Consignes -
- A) D'après l'homélie, sur quoi les fidèles ont-ils médité le dimanche précédent ?
- B) Reproduisez à l'identique le passage de l'homélie compris entre « Dimanche dernier, nous » et « la vie éternelle. », ces deux extraits inclus.

Document source -
^^^^^^^^
Texte de l’homélie :
Mes biens chers Frères,
Depuis plus de dix jours nous avons commencé notre route vers Pâques. Nous avons certainement pris quelques bonnes résolutions qui puissent préparer nos cœurs à vivre pleinement le grand mystère de la Semaine Sainte : la passion, la mort et la résurrection de Notre Seigneur. Déjà nous nous réjouissons de la lumière qui va jaillir du tombeau le matin de la Résurrection. Cette lumière disperse les ténèbres du péché et de la mort, elle témoigne de la victoire du Ressuscité et elle éclaire tous ceux qui gisent dans l’ombre de la mort, c’est-à-dire chacun d’entre nous.
Dimanche dernier, nous avons médité sur les tentations que Notre Seigneur a accepté de subir au début de sa vie publique. Aujourd’hui la sainte liturgie nous fait contempler le Christ transfiguré. Or cet épisode se situe alors que Jésus prend la route de Jérusalem pour y subir la trahison, le rejet, la douleur de sa passion, l’angoisse de son agonie et le supplice de sa croix. C’est dire si cet évangile nous situe déjà dans la perspective du mystère pascal, un mystère de mort et de résurrection qui nous obtient tout à la fois le pardon de tous nos péchés, la grâce du salut et le don de la vie éternelle.
^^^^^^^^
Données -
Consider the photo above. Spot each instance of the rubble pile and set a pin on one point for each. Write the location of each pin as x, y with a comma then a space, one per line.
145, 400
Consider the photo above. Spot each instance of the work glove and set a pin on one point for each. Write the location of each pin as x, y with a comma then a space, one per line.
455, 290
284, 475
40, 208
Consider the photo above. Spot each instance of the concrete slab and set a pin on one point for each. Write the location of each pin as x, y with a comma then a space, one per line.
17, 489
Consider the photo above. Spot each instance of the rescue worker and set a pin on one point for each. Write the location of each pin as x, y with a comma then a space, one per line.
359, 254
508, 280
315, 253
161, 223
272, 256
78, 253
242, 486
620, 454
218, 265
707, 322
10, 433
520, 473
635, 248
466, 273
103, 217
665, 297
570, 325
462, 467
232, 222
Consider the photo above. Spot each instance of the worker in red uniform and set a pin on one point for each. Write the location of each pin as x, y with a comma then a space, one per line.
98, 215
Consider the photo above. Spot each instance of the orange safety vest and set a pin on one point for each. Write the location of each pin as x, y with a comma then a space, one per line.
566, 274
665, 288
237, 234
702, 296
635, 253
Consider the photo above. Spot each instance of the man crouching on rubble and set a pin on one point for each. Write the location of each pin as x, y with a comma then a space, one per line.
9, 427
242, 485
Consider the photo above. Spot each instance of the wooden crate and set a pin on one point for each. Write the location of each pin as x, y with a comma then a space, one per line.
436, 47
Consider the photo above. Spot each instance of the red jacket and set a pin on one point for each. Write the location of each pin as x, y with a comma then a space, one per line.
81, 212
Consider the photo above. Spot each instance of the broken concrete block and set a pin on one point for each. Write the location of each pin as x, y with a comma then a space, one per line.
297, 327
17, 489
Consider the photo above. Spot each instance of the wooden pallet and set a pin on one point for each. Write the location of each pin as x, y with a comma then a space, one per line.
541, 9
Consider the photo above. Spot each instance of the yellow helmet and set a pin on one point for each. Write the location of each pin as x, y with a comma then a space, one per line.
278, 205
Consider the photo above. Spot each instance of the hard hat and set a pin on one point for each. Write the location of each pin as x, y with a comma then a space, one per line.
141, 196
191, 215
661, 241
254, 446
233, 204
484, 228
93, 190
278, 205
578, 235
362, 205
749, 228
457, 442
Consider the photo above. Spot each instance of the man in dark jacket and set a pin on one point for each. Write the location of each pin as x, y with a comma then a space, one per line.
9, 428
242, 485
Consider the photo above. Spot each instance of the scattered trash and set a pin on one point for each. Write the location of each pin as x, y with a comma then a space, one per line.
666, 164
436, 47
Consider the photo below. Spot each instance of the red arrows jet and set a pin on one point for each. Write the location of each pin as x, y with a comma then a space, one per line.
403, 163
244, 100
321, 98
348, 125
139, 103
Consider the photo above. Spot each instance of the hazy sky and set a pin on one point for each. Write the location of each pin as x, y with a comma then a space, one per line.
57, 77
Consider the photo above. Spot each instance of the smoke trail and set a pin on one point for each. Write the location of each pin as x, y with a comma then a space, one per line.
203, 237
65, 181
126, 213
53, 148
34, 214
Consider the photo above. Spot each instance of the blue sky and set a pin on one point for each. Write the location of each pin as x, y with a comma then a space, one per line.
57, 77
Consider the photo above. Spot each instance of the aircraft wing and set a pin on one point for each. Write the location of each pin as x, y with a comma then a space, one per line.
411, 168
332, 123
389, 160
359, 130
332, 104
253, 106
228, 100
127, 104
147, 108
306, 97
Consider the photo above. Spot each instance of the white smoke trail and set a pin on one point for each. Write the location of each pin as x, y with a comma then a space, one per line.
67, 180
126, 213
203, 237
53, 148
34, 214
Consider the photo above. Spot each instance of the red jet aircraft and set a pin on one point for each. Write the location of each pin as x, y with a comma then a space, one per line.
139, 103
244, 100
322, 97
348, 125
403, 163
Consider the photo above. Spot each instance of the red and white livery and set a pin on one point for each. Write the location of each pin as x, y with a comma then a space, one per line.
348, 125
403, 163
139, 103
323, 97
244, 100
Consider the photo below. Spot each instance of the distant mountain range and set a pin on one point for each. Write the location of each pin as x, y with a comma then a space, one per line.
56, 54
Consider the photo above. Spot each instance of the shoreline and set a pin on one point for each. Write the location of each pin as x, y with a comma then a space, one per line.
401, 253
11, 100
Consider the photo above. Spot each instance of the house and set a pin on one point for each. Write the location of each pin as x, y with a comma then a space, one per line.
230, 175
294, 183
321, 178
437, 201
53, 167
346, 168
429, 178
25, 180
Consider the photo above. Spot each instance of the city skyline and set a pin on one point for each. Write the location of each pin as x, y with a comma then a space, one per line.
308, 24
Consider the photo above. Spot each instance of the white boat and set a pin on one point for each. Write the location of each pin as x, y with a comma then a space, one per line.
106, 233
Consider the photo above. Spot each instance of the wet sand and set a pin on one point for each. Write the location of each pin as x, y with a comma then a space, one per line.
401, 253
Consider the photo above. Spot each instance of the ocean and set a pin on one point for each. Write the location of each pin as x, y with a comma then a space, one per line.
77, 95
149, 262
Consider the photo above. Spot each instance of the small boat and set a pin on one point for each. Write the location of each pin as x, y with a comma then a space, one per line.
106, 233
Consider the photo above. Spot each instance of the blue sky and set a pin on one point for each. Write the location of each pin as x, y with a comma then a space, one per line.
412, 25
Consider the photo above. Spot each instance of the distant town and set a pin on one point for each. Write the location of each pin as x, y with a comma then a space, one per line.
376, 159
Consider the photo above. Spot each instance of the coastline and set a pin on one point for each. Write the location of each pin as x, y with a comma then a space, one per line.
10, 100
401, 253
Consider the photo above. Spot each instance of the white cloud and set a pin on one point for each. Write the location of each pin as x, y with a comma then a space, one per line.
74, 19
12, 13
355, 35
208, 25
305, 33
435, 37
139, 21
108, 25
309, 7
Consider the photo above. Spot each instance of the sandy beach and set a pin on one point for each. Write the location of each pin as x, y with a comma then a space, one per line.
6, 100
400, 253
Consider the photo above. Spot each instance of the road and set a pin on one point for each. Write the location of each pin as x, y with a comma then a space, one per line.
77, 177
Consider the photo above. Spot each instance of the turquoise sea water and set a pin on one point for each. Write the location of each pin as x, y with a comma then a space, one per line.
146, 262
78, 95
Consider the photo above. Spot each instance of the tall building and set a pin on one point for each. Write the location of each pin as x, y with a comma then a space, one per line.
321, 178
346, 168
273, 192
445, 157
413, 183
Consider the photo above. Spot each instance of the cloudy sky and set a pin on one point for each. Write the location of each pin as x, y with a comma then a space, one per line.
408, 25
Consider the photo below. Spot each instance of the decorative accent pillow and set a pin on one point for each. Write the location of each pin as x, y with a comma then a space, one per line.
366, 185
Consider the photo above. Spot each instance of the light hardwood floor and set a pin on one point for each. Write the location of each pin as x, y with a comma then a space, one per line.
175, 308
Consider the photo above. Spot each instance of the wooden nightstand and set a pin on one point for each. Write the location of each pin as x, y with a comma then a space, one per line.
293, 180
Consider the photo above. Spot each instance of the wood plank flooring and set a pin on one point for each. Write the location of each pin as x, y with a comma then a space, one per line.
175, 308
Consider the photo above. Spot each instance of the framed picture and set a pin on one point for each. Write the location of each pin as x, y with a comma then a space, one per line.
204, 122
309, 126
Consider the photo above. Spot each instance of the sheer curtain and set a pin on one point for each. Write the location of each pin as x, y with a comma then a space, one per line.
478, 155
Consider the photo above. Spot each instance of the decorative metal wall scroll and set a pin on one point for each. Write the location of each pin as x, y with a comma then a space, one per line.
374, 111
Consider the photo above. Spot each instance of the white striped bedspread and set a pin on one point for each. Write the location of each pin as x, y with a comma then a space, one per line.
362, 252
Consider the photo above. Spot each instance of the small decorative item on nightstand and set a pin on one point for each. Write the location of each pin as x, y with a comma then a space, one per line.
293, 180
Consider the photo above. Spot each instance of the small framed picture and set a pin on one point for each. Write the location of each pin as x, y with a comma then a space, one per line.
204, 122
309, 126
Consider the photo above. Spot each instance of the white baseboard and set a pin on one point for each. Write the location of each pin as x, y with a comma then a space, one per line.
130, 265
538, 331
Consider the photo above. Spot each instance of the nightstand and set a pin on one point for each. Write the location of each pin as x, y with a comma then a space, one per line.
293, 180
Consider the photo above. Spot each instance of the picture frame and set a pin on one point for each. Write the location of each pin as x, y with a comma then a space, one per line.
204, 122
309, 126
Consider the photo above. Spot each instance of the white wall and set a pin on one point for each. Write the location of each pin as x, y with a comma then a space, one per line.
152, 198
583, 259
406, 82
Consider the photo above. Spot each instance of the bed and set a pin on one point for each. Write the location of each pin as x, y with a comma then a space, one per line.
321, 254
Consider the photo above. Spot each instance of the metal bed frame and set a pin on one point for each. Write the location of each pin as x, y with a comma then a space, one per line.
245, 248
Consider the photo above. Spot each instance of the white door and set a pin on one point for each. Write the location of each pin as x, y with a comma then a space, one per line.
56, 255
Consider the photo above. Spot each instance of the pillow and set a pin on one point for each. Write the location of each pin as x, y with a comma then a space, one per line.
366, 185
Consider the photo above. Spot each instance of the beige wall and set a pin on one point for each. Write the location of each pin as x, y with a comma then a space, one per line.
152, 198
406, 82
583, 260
^^^^^^^^
Réponses -
- A) Sur les tentations que Notre Seigneur a accepté de subir au début de sa vie publique.

- B)
Dimanche dernier, nous avons médité sur les tentations que Notre Seigneur a accepté de subir au début de sa vie publique. Aujourd’hui la sainte liturgie nous fait contempler le Christ transfiguré. Or cet épisode se situe alors que Jésus prend la route de Jérusalem pour y subir la trahison, le rejet, la douleur de sa passion, l’angoisse de son agonie et le supplice de sa croix. C’est dire si cet évangile nous situe déjà dans la perspective du mystère pascal, un mystère de mort et de résurrection qui nous obtient tout à la fois le pardon de tous nos péchés, la grâce du salut et le don de la vie éternelle.